*Exercise description*. In full and without deviation, write out the entries that follow.

^^^^^^^^

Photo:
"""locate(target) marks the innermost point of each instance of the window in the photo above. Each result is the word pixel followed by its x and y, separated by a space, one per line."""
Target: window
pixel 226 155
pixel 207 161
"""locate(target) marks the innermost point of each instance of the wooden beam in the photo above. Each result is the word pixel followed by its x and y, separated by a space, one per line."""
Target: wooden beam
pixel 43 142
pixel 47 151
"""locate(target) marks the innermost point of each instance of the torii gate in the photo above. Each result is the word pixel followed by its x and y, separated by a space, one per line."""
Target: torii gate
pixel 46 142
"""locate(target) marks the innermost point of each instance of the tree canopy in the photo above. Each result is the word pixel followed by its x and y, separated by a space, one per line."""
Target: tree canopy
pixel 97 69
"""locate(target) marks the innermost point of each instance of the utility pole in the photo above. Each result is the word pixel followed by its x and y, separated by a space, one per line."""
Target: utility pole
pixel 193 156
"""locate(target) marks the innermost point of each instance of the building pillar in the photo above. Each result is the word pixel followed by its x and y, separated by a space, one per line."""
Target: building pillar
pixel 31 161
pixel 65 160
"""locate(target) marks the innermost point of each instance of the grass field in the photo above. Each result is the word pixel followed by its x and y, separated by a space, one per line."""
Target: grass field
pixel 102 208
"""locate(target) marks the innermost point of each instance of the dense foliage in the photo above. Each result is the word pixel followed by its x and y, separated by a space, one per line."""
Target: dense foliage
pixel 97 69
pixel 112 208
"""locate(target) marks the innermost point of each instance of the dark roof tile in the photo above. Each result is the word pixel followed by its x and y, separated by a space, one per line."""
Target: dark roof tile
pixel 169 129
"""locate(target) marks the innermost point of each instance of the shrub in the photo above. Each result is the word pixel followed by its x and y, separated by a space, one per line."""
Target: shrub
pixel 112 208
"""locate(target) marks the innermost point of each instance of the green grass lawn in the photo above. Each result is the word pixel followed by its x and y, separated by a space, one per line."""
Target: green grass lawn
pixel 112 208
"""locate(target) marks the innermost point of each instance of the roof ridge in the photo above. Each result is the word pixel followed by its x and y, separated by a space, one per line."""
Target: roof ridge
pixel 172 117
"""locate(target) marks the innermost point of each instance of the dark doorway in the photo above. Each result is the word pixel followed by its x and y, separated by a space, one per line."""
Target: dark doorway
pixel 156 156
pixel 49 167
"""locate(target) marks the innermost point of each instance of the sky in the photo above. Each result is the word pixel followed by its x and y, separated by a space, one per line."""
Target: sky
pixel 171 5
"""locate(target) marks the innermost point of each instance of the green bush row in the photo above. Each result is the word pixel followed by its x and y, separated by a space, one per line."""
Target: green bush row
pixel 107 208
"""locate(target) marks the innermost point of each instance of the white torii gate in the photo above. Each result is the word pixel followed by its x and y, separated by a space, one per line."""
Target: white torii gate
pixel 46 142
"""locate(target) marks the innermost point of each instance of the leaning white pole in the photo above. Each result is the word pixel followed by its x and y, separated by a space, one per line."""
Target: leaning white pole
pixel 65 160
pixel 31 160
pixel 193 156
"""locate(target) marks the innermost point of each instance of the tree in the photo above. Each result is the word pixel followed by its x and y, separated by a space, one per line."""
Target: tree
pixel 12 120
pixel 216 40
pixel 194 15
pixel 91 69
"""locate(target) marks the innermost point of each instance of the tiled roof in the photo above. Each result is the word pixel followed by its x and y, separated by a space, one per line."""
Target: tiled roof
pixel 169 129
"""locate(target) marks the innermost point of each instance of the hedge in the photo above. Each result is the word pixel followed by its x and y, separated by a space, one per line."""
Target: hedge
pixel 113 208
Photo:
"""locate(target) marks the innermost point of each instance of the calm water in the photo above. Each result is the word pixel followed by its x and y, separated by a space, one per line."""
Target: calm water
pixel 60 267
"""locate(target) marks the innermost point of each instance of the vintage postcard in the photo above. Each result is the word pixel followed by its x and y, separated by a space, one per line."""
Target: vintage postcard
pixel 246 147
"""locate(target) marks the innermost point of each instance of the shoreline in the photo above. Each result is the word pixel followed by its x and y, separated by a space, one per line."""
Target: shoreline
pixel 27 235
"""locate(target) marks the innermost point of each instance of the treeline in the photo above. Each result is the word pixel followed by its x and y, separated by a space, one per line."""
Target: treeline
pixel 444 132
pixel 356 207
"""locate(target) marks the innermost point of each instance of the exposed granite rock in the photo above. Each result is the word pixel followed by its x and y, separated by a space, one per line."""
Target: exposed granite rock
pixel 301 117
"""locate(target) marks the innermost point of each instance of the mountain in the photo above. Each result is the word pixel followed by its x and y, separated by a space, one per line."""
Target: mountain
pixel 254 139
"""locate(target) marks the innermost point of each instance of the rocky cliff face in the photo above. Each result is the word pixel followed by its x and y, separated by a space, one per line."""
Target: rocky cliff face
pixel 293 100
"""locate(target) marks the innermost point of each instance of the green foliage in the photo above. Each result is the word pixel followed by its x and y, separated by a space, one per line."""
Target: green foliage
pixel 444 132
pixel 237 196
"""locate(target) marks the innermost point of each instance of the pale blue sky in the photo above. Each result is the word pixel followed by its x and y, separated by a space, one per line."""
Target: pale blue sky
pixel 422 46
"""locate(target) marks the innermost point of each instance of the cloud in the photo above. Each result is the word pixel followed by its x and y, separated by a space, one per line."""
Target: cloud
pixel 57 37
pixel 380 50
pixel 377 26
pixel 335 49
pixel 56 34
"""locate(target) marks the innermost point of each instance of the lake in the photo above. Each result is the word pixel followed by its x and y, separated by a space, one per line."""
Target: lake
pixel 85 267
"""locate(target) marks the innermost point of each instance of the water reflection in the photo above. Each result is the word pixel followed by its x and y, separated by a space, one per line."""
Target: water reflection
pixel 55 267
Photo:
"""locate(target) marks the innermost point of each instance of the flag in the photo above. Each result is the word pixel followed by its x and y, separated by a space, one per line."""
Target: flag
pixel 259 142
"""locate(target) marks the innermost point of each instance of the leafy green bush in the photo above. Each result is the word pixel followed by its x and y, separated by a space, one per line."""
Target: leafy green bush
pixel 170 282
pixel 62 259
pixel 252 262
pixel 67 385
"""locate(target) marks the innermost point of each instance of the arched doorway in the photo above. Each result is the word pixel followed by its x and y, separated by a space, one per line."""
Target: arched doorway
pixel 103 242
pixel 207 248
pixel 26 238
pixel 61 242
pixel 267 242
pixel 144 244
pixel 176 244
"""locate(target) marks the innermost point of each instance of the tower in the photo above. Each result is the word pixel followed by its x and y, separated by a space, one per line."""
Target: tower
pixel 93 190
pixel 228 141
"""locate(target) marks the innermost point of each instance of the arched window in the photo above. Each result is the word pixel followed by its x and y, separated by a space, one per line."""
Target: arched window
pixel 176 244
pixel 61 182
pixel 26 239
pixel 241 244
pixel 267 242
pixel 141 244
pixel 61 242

^^^^^^^^

*Response to this exercise*.
Photo:
"""locate(target) marks the innermost point of each instance of the window in the photo above. Each result is the word pixel followed by its x and y, separated by a space, one per line."""
Target: window
pixel 226 155
pixel 207 161
"""locate(target) marks the innermost point of each instance of the wooden beam in the photo above. Each result is the word pixel followed by its x and y, separated by a space, one per line."""
Target: wooden beam
pixel 43 142
pixel 47 151
"""locate(target) marks the innermost point of each instance of the torii gate in the photo above. Each result is the word pixel followed by its x and y, separated by a space, one per line."""
Target: torii gate
pixel 46 142
"""locate(target) marks the innermost point of each instance of the tree canopy in the photo above. Each result is the word pixel followed by its x and y, separated by a space, one per line."""
Target: tree canopy
pixel 97 69
"""locate(target) marks the innermost point of each instance of the utility pole in the photo above. Each result is the word pixel followed by its x and y, separated by a space, one per line."""
Target: utility pole
pixel 193 156
"""locate(target) marks the innermost point of each instance of the building pillar in the photo above. Each result is the word pixel followed by its x and y, separated by a space, one per line."""
Target: building pillar
pixel 31 161
pixel 65 160
"""locate(target) marks the innermost point of each instance of the grass field in the photo above. Each result is the word pixel followed by its x and y, separated by a space, one per line."""
Target: grass field
pixel 102 208
"""locate(target) marks the innermost point of each instance of the dense foliage in the photo above. Each result is the word pixel followed by its x and y, separated by a space, one per line."""
Target: dense foliage
pixel 97 69
pixel 112 208
"""locate(target) marks the innermost point of each instance of the dark roof tile in the photo above. Each result is the word pixel followed by its x and y, separated by a space, one per line."""
Target: dark roof tile
pixel 169 129
"""locate(target) marks the innermost point of each instance of the shrub in the photo above. Each result is the word pixel followed by its x and y, separated by a space, one per line."""
Target: shrub
pixel 112 208
"""locate(target) marks the innermost point of each instance of the green grass lawn in the photo above. Each result is the word pixel followed by its x and y, separated by a space, one per line."""
Target: green grass lawn
pixel 112 208
"""locate(target) marks the innermost point of each instance of the roof ridge in the photo above. Each result is the word pixel followed by its x and y, separated by a space, one per line."""
Target: roof ridge
pixel 172 117
"""locate(target) marks the innermost point of each instance of the dark doorway in the photo above. Each result is the word pixel followed by its x and y, separated by a space, one per line."""
Target: dark doorway
pixel 156 156
pixel 49 167
"""locate(target) marks the innermost point of each instance of the sky in the photo above. Each result is the word pixel followed by its x and y, separated by a space, one per line."""
Target: sky
pixel 171 5
"""locate(target) marks the innermost point of each instance of the green bush row in the photo above. Each result is the word pixel followed by its x and y, separated by a space, one per line."""
Target: green bush row
pixel 107 208
"""locate(target) marks the innermost point of each instance of the white torii gate in the photo above. Each result is the word pixel followed by its x and y, separated by a space, one per line."""
Target: white torii gate
pixel 46 142
"""locate(target) marks the innermost point of each instance of the leaning white pole in the photo above. Each result is the word pixel followed by its x and y, separated by a space, one per line."""
Target: leaning white pole
pixel 65 160
pixel 31 160
pixel 193 156
"""locate(target) marks the innermost point of each instance of the tree in the photo above. Each result is the word pixel followed by its x and y, separated by a space, one per line."""
Target: tree
pixel 12 120
pixel 216 40
pixel 194 15
pixel 91 69
"""locate(target) marks the innermost point of each instance of the tiled roof in the photo above. Each result is the word pixel followed by its x and y, separated by a space, one per line."""
Target: tiled roof
pixel 169 129
"""locate(target) marks the innermost point of each instance of the hedge in the photo above. Each result is the word pixel followed by its x and y, separated by a space, one per line."""
Target: hedge
pixel 113 208
Photo:
"""locate(target) marks the innermost point of each instance of the calm water in the photo above. Each result is the word pixel followed by its x and y, separated by a space, one per line."""
Target: calm water
pixel 60 267
"""locate(target) marks the innermost point of each instance of the vintage postcard in the photo above. Each result is the word pixel followed by its x and y, separated by a space, one per line."""
Target: vintage postcard
pixel 246 147
"""locate(target) marks the innermost point of each instance of the shoreline in the photo above. Each result is the word pixel followed by its x and y, separated by a space, one per line."""
Target: shoreline
pixel 27 235
"""locate(target) marks the innermost point of each instance of the treeline in the photo above. Each result is the word pixel followed by its x and y, separated by a space, one per line."""
Target: treeline
pixel 444 132
pixel 356 207
"""locate(target) marks the innermost point of each instance of the exposed granite rock in the photo above. Each result is the word pixel followed by its x and y, separated by a space, one per line."""
Target: exposed granite rock
pixel 301 117
"""locate(target) marks the innermost point of each instance of the mountain in the photo above. Each result is the word pixel followed by its x and y, separated by a space, one per line."""
Target: mountain
pixel 254 139
"""locate(target) marks the innermost point of each instance of the rocky cliff face in the photo above. Each result is the word pixel followed by its x and y, separated by a space, one per line."""
Target: rocky cliff face
pixel 293 100
"""locate(target) marks the innermost point of each instance of the green foliage in the photo above. Each result is the word pixel followed by its x and y, separated by a space, one per line."""
Target: green foliage
pixel 444 132
pixel 237 196
"""locate(target) marks the innermost point of each instance of the pale blue sky in the photo above. Each result is the word pixel followed by its x and y, separated by a space, one per line."""
Target: pale blue sky
pixel 422 46
"""locate(target) marks the innermost point of each instance of the cloud in the photo above. Each result is the word pixel followed by its x and y, separated by a space, one per line."""
Target: cloud
pixel 57 37
pixel 380 50
pixel 377 26
pixel 335 49
pixel 56 34
"""locate(target) marks the innermost point of each instance of the lake in the photo above. Each result is the word pixel followed by its x and y, separated by a space, one per line."""
Target: lake
pixel 85 267
"""locate(target) marks the innermost point of each instance of the water reflection in the photo above. Each result is the word pixel followed by its x and y, separated by a space, one per line."""
Target: water reflection
pixel 55 267
Photo:
"""locate(target) marks the innermost point of each instance of the flag in the photo above. Each result is the word pixel followed by its x and y, separated by a space, one per line."""
Target: flag
pixel 259 142
"""locate(target) marks the innermost point of each instance of the leafy green bush in the photo above. Each result is the word pixel followed by its x and y, separated by a space, one per line."""
Target: leafy green bush
pixel 170 282
pixel 62 259
pixel 252 262
pixel 67 385
"""locate(target) marks the innermost point of each instance of the arched doorway in the photo above. Each result is the word pixel followed by its x and y, separated by a space, one per line."""
Target: arched doorway
pixel 103 242
pixel 207 248
pixel 26 238
pixel 61 242
pixel 267 242
pixel 144 244
pixel 176 244
"""locate(target) marks the innermost point of each instance of the tower in the photo above. Each result is the word pixel followed by its x and y, separated by a space, one per line."""
Target: tower
pixel 93 190
pixel 228 141
"""locate(target) marks the innermost point of each instance of the arched window in the photo above. Each result is the word pixel followed by its x and y, separated by a space, one per line."""
Target: arched window
pixel 176 244
pixel 61 182
pixel 26 239
pixel 241 244
pixel 267 242
pixel 141 244
pixel 61 242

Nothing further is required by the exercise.